#### THE TASK:
Output, exactly and in full, the entries that appear below.

#### EXERCISE MATERIALS:

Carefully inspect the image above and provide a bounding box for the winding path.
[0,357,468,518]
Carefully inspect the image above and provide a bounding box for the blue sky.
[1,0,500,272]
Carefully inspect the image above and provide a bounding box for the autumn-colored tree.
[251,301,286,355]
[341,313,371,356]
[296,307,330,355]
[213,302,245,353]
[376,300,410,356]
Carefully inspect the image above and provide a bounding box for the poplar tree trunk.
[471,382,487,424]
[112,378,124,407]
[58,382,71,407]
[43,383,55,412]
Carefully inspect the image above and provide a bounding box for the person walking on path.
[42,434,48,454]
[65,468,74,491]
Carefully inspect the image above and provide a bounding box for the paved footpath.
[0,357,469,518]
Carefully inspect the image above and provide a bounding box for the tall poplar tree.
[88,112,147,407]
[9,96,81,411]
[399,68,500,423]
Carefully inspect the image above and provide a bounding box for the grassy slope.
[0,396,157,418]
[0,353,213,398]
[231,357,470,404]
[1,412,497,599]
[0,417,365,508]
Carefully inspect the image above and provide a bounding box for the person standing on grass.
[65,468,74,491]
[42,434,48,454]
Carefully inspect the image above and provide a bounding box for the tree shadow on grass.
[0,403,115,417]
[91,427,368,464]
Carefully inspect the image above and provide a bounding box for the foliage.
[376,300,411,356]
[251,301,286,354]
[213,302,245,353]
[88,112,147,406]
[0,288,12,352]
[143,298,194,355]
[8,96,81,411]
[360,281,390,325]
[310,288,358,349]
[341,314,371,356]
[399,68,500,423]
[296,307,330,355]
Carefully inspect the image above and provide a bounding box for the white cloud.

#### ANSWER TO THE PROBLEM:
Carefully inspect the image above and provide a bounding box for the winding path.
[0,357,468,518]
Carefully inspect the image above and provide a bounding box for the blue sky.
[1,0,500,272]
Carefully inspect the image above and provide a bounding box for the autumn-colored tree.
[251,301,286,355]
[341,313,371,356]
[296,307,330,355]
[213,302,245,353]
[376,300,410,356]
Carefully inspect the image above and provide a bounding box for the poplar tree trunk.
[471,382,487,424]
[112,378,124,407]
[58,382,71,407]
[43,383,55,412]
Carefully inspect the image above and provide a bounding box for the person walking on path.
[42,434,48,454]
[65,468,74,491]
Carefully inspect the image above and provide a bounding box for the paved footpath.
[0,357,469,518]
Carefully inspect the image above and provide a bounding box for the tall poplar tree.
[88,112,147,407]
[9,96,81,411]
[399,68,500,423]
Carefully inspect the image above and provide a bounding box for the grassy slope.
[0,396,157,418]
[0,353,213,398]
[231,357,470,404]
[1,412,497,599]
[0,417,365,508]
Carefully inspect the image above and provide a bounding box for the person standing on grass.
[65,468,74,491]
[42,434,48,454]
Carefully inspect the image above and provide a bounding box for the tree shadow on grass.
[0,403,115,417]
[91,427,368,464]
Carefully inspect the image above and provide a bounding box for the foliage.
[376,300,411,356]
[251,301,286,354]
[213,302,245,353]
[88,112,147,406]
[0,288,12,352]
[143,298,194,355]
[8,96,81,411]
[360,281,390,325]
[310,288,358,349]
[341,314,371,356]
[399,68,500,423]
[296,307,330,355]
Carefully inspect the image above and provide a bounding box for the white cloud.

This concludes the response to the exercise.